__Required tasks__.
1. Please rewrite the paragraph beginning "Imagine the incumbent doing that" from the post about voting for John Kerry so that it is shorter and keeps its main facts.
2. According to the post about voting for John Kerry, where did Kerry drop in on a group of Vietnam veterans?

__Text__.
That, as Mark Twain once said, is the wonderful thing about calculation: you get reap such huge returns of speculation for such a trifling investment in fact.
Excellent! I was going to save the champagne for this evening, but I guess I can start pouring mimosas now.

Monday, November 01, 2004

Read Charles Pierce, who is quoted in full at the end of this story:
It occurred to me over the weekend that I haven't given a good reason why I will vote for John Kerry, and why I would vote for him even if he were running against, say, John McCain. (And even if McCain still had a political soul, which I've come to doubt.) Once, in Iowa, Kerry dropped in on a group of Vietnam veterans. Some of them liked him. Some of them didn't, largely because of the whole VVAW thing. (And, trust me, this was my first beat at the Boston Phoenix, and I discovered that the politics within the various Vietnam veteran's groups were desperate and bloody.) Kerry dismissed the staff, locked the door, blew off the rest of the schedule, and sat there and talked and argued with these guys until they were all exhausted. He wanted to talk to the people who disliked him more than he wanted to talk to anyone else. He gave them the respect of open debate.

Imagine the incumbent doing that. Imagine him sitting down in a room where half the people truly loathe him and everything he stands for, him and his ticket-only rallies, and his coddling staff, and his use of the Secret Service as cheap sidewalk bouncers. Imagine him hearing them out, debating them, giving them the respect of his knowledgeable disagreement. It is inconceivable. One can more easily imagine C-Plus Augustus's flapping his arms and flying to the top of the Washington Monument. Imagine that 'character' is even at issue between these two men.

Somebody who was there in Iowa told me that story, and told me I couldn't use it, but that's too damn bad today. I am voting for John Kerry because it is a time for serious people who are strong enough in their heart to listen to anger and slander and calumny and to respond to it, not with the tinny bombast of an unearned office, and not with the cheesy legerdemain of concocted eminence, but with the strength to stay long enough to try to redeem it.

__Records supplied__.

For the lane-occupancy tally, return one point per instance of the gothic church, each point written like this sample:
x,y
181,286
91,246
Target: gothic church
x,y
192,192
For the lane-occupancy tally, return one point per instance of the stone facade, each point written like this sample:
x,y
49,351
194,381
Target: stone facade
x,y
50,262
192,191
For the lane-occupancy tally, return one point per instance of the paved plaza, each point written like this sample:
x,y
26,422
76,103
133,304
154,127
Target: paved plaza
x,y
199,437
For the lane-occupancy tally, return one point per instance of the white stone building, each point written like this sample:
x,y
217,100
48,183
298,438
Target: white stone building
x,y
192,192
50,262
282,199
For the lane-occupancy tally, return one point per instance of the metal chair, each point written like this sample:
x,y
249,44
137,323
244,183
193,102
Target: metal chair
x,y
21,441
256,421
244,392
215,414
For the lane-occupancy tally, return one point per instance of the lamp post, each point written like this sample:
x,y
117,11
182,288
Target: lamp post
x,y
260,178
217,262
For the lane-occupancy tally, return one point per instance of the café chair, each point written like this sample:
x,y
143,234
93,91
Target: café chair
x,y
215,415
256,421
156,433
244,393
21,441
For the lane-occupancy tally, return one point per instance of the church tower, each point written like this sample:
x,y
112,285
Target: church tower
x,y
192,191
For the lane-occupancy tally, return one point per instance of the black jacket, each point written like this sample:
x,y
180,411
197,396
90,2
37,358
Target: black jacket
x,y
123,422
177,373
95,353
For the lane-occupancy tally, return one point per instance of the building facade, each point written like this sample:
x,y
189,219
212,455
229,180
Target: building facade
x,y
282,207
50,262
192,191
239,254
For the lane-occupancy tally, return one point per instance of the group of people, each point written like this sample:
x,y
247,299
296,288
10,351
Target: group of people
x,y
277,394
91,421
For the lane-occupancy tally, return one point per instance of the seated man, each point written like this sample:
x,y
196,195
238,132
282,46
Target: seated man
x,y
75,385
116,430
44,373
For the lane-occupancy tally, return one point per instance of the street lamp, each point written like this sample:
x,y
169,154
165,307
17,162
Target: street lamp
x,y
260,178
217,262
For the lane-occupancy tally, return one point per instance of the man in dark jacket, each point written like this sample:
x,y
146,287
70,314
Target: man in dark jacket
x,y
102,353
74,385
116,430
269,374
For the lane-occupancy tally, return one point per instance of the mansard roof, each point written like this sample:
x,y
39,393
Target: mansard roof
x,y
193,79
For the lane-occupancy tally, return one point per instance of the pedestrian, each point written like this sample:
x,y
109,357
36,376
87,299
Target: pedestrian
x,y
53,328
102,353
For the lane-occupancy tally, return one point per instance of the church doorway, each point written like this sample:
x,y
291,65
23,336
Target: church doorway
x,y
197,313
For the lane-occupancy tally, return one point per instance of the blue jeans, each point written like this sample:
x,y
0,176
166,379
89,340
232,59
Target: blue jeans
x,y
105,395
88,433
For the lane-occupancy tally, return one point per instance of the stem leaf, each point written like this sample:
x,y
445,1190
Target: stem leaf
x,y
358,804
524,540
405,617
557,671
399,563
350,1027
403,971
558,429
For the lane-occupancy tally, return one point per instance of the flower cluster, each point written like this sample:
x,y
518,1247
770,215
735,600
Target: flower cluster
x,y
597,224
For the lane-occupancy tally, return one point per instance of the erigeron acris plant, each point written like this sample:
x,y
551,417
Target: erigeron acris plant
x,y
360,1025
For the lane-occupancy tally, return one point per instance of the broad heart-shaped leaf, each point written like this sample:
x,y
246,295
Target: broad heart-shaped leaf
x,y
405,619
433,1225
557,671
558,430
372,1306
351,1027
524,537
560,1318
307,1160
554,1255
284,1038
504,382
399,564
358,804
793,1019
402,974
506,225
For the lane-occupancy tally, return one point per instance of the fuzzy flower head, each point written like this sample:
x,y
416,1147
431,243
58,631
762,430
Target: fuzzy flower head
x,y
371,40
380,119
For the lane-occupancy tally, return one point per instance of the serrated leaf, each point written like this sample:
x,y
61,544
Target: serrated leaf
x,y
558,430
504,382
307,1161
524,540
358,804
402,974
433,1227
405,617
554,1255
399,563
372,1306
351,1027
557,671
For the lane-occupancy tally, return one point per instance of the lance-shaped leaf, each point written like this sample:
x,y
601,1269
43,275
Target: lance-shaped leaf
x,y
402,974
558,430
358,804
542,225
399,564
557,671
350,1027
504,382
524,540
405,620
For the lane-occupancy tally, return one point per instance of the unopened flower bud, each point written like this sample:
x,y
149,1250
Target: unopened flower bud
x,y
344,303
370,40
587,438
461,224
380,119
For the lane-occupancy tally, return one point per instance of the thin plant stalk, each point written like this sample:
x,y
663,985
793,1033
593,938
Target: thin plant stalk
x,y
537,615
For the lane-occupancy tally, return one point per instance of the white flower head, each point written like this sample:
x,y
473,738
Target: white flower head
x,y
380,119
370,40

__Answers in order__.
1. Picture the incumbent, with his ticket-only rallies, coddling staff, and Secret Service used as cheap sidewalk bouncers, sitting in a room where half the people loathe him, hearing them out and debating them with knowledgeable disagreement. That is inconceivable; C-Plus Augustus flapping his arms and flying to the top of the Washington Monument is easier to imagine. Imagine that 'character' is even at issue between these two men.

2. In Iowa.